* **SOURCE EXCERPT**
* Begin *

Changing both of those things now lets me re-enable the MQTT output. Finally.

Oh, and I still think that a simple config error in Telegraf should NOT cause it to completely fall over. Certainly it should stop that specific output but the rest of Telegraf should continue to work. Without that, Telegraf isn't very useful as a system monitoring tool as it is far too fragile and subject to crashes when other services change. Which is why I'm not closing the issue.

powersj commented 2 years ago

Yeah, I was just able to reproduce after updating to mosquitto 2.0.14!

For 1 - We should at least update the docs to specify that it is not required. I can follow up with that.

For 2 - It looks like this was identified as a part of the https://github.com/influxdata/telegraf/pull/9803 and the docs specifically call out version v2.0.12 that the value must be set. I will update the docs as well that make this more visible and specify it is not just v2.0.12, but later versions as well it seems as I saw it with 2.0.14.

For your edit about Telegraf not falling over: I would not classify this as a config error. In this situation, a connection was unable to be established to an output. As a part of the initialization process, Telegraf will attempt to connect to all outputs and if there are any failures during that step, Telegraf will stop. This is absolutely the intended behavior. I do think we could do better with retries in some situations, but Telegraf should not start running if outputs are not able to be connected to in the first place.

TotallyInformation commented 2 years ago

Yeah, I was just able to reproduce after updating to mosquitto 2.0.14!

For 1 - We should at least update the docs to specify that it is not required. I can follow up with that.

For 2 - It looks like this was identified as a part of the #9803 and the docs specifically call out version v2.0.12 that the value must be set. I will update the docs as well that make this more visible and specify it is not just v2.0.12, but later versions as well it seems as I saw it with 2.0.14.

Thanks for all that.

For your edit about Telegraf not falling over: I would not classify this as a config error. In this situation, a connection was unable to be established to an output. As a part of the initialization process, Telegraf will attempt to connect to all outputs and if there are any failures during that step, Telegraf will stop. This is absolutely the intended behavior. I do think we could do better with retries in some situations, but Telegraf should not start running if outputs are not able to be connected to in the first place.

* End *

* **EXERCISE REQUIREMENTS**
**1)** Please return the lines of the listing exactly, starting with the line that contains "cluster in it, returning each bounding box." and going on through the line that contains "[78,282,261,477]".
**2)** Supply the next part of the Telegraf discussion, picking up after its last sentence.

* **SUPPLIED DATA**
* Begin *

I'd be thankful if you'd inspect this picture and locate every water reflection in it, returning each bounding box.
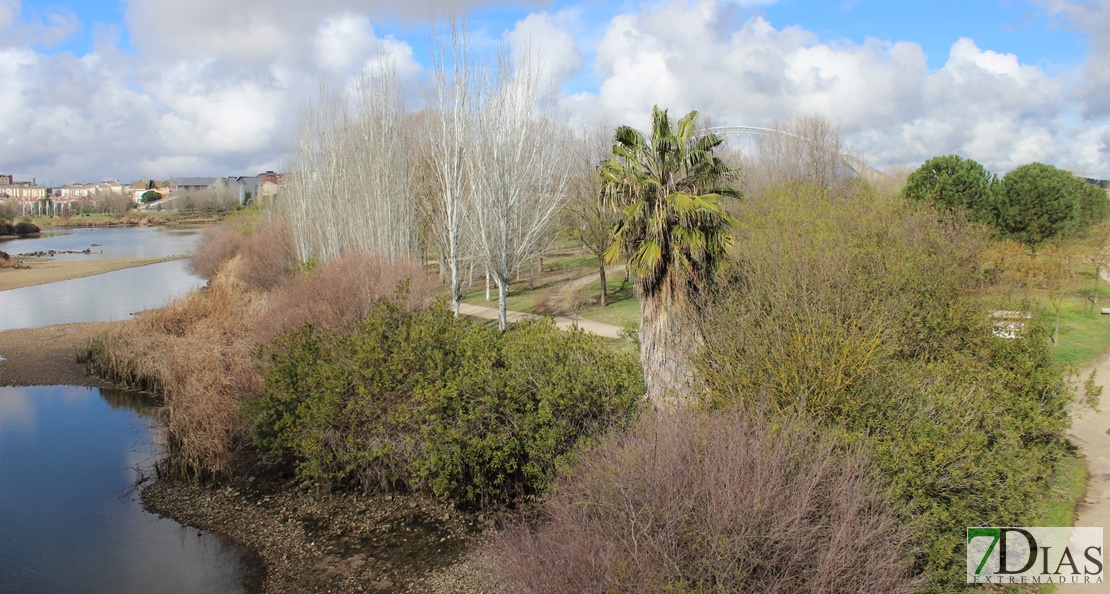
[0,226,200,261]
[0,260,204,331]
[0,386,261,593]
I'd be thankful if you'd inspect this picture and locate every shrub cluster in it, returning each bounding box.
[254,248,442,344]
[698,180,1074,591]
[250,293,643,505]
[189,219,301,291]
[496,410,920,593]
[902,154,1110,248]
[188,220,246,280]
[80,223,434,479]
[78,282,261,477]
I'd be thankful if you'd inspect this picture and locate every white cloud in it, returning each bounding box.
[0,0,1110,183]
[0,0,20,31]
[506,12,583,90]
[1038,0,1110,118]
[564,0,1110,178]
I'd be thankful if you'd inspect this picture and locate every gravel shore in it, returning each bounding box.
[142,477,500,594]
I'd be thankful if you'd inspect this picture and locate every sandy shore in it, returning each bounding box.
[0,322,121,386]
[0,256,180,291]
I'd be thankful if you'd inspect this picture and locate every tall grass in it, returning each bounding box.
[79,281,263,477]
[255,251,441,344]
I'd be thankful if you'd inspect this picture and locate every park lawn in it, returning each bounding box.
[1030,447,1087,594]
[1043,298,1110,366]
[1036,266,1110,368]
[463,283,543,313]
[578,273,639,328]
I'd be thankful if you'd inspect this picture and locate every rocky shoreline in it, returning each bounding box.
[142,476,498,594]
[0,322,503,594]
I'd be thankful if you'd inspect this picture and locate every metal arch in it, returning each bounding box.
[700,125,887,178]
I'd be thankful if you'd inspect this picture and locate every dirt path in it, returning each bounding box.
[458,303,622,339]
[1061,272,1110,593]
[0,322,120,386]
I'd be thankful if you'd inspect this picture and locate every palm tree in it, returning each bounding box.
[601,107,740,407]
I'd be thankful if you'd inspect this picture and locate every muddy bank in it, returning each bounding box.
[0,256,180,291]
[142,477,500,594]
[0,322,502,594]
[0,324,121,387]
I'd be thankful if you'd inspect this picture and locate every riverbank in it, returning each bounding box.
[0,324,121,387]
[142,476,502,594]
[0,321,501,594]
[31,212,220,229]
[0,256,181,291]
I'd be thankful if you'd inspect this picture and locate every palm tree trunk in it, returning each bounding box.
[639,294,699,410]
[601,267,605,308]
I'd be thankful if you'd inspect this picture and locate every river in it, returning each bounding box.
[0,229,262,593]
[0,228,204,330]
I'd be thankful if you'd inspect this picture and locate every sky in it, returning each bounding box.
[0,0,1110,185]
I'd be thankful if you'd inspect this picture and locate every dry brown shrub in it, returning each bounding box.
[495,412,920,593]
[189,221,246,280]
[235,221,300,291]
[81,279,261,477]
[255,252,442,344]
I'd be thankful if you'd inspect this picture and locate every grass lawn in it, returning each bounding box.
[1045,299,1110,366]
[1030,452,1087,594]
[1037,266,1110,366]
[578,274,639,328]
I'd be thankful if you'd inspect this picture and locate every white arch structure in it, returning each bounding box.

* End *

* **EXPECTED ANSWERS**
**1)**
I'd be thankful if you'd inspect this picture and locate every shrub cluster in it, returning each bounding box.
[254,248,442,344]
[698,180,1074,591]
[250,293,643,505]
[189,219,301,291]
[496,410,920,593]
[902,154,1110,248]
[188,220,246,280]
[80,223,434,479]
[78,282,261,477]

**2)**
As an IT Enterprise Architect, I'd have to disagree with that approach I'm afraid. If an output dependency is updated and it stops Telegraf from producing output on that channel, then absolutely Telegraf should complain. But as many of us are using Telegraf to consolidate and report on system utilisation and performance, having the whole thing stop dead because someone updated another service is not what I'd expect or want. After all, I do have other channels configured as well.

I had thought about recommending it for some of our systems but this would mean that I'd still have to implement something else to keep an eye on Telegraf as well.

Of course, one tremendous improvement that could be made to the MQTT output (and I've no idea how easy or feasible this would be) would be to allow specification of a Last Will and Testament message so that the Broker itself could indicate that it has stopped receiving messages from Telegraf.

Anyway, I'm not an expert on logging and monitoring systems so doubtless I've missed some subtlety. I'm currently just using Telegraf for my home automation systems and so I now have to go and build a separate monitoring workflow to see if Telegraf is still doing what I asked it to. Not ideal but not the end of the world in this situation.

Still, thanks a lot for responding.

Hipska commented 2 years ago

I agree with @TotallyInformation that telegraf should not halt if one of the outputs could not be connected while there are still others. I believe there are multiple open issues to discuss that.

marco74 commented 2 years ago

@TotallyInformation : Thank you for the hint. With keep_alive it is working for unencrypted connections now.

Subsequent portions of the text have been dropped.